## To be done
1 – In the game show passage, how much is a correct answer to the cash question worth in round two?
2 – Reproduce the game show passage word for word, from "Original release" up to and including "open to 'steals'.".
3 – Carry on writing the game show passage, starting after its final sentence.

## Supplied passage

※ ※ ※

- Genre: Game show
- Created by: Beth Davies; Gail Harman; Martin Lau; Joe McVey; Daniel Twist;
- Directed by: John L. Spencer
- Presented by: Sandi Toksvig
- Theme music composer: Rage Music
- Country of origin: United Kingdom
- Original language: English
- No. of series: 2
- No. of episodes: 60

Production
- Executive producers: Suzy Lamb; Sarah Woolley;
- Producer: Louise Smith
- Production location: BBC Pacific Quay
- Editors: Tim Daish; Neil Patience; Robin Stokes;
- Camera setup: Multiple-camera setup
- Running time: 30 minutes (inc. adverts)
- Production company: Thames Scotland

Original release
- Network: Channel 4
- Release: 12 November 2012 – 31 May 2013

= 1001 Things You Should Know =

British TV-show that aired on Channel 4

1001 Things You Should Know is a British game show that aired on Channel 4 from 12 November 2012 to 31 May 2013 and hosted by Sandi Toksvig.

==Format==
Three contestants compete in each show. They are offered a choice of 12 categories, and in each category, an expert (either a celebrity from a Channel 4 show or just a field expert) asks them a question, the answer of which it is thought people 'should know'. There is no prize money awarded for answering this question correctly, but the contestant can then answer a (harder) related cash question for money. Wrong answers lock a contestant out of the game, and the question is open to 'steals'.

In round one, correct answers to the cash question are worth £100. In round two, with fewer categories left to choose from, correct answers are worth £300, whilst in round three they are worth £601.

※ ※ ※

## Supplied entries

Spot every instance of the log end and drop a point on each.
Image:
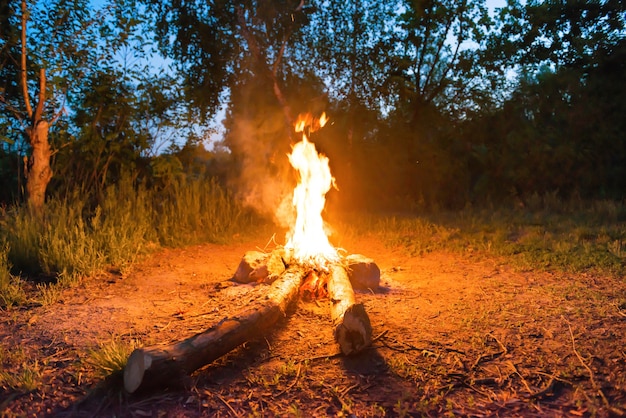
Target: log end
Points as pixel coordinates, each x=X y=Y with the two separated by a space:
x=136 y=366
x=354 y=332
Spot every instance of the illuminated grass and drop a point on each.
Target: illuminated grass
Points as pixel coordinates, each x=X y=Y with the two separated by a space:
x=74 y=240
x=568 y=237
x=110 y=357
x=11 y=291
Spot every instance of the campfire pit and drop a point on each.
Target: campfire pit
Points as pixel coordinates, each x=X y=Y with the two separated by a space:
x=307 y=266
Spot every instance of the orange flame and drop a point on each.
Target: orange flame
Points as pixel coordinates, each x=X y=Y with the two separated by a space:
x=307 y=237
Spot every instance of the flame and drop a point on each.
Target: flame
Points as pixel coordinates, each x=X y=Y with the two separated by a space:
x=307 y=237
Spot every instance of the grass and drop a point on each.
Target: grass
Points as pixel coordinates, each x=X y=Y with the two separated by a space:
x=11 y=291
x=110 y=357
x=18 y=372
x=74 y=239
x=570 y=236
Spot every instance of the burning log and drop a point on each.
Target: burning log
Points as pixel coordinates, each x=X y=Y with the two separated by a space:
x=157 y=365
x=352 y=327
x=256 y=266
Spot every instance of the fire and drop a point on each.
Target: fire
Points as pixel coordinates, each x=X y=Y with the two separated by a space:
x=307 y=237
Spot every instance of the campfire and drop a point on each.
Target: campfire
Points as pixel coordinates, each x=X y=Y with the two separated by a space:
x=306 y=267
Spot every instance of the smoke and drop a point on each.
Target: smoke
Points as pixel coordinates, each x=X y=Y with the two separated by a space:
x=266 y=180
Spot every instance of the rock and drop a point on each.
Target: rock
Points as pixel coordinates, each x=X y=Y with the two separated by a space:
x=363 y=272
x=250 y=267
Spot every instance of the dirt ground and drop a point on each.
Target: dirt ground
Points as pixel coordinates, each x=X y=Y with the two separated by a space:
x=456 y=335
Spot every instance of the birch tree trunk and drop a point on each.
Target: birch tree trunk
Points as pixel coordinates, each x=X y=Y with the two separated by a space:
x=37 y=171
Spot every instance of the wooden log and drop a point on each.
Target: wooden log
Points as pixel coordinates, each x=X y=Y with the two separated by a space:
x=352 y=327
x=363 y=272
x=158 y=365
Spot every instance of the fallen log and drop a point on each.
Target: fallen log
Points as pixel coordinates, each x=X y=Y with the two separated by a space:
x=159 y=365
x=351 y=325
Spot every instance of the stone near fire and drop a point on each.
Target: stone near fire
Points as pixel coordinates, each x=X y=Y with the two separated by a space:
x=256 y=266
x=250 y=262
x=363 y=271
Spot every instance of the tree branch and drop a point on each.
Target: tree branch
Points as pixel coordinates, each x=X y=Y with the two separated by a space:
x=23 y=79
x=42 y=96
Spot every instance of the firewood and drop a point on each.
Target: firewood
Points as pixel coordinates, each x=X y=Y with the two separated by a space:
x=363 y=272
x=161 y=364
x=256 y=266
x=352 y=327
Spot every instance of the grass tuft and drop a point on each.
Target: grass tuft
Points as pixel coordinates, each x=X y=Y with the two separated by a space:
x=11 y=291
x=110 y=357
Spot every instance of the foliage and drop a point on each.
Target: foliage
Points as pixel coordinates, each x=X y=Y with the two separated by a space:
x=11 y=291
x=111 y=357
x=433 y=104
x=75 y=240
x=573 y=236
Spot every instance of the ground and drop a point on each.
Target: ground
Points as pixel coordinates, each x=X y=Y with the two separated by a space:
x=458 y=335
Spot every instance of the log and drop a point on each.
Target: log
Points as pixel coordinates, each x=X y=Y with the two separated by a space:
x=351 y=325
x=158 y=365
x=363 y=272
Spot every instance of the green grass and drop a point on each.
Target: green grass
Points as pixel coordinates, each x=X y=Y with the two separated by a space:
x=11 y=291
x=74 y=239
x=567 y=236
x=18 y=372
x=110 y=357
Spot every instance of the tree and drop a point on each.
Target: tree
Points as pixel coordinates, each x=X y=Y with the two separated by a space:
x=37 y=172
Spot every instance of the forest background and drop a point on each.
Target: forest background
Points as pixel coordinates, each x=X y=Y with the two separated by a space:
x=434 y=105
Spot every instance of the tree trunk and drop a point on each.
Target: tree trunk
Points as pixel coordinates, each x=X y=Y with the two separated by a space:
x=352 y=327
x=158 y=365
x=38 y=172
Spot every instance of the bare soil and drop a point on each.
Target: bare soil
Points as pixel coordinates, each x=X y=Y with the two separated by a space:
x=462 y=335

※ ※ ※

## Answers for this exercise
1 – £300.

2 –
Original release
- Network: Channel 4
- Release: 12 November 2012 – 31 May 2013

= 1001 Things You Should Know =

British TV-show that aired on Channel 4

1001 Things You Should Know is a British game show that aired on Channel 4 from 12 November 2012 to 31 May 2013 and hosted by Sandi Toksvig.

==Format==
Three contestants compete in each show. They are offered a choice of 12 categories, and in each category, an expert (either a celebrity from a Channel 4 show or just a field expert) asks them a question, the answer of which it is thought people 'should know'. There is no prize money awarded for answering this question correctly, but the contestant can then answer a (harder) related cash question for money. Wrong answers lock a contestant out of the game, and the question is open to 'steals'.

3 –
The categories include: Film, Geography, Music, Celebrity, Sport, Art, Food & Drink, History, Television, Human Body, Science, Nature, Maths, Politics, Animals and Mystery. (The Mystery category is the only category that appears on every show.)

==Final round==
The final round involves the three categories the contestants have thus far avoided, and the player in the lead gets the first choice of category. The player in 3rd place answers first, and must correctly answer 2 questions, the first of which is the one they should know. An incorrect answer to either puts them out of the game. However, if the leading player gets both questions correctly, they'll automatically win the game even if other players have also answered correctly. If no-one answers both questions correctly in the final round, then, there is no returning champion, and 3 new contestants will compete in the next show instead.

In Series 2, this was altered, as instead of all 3 contestants picking their categories, only the person who banked the most money picks which category everybody gets.

The winner of the game gets the chance to answer a single question in order to win the entire prize pot built up by the 3 contestants. If this question is not answered correctly, the prize pot rolls over to the next show. The champion from each show returns for the following show to compete against two new contestants, regardless of whether they win the jackpot or not.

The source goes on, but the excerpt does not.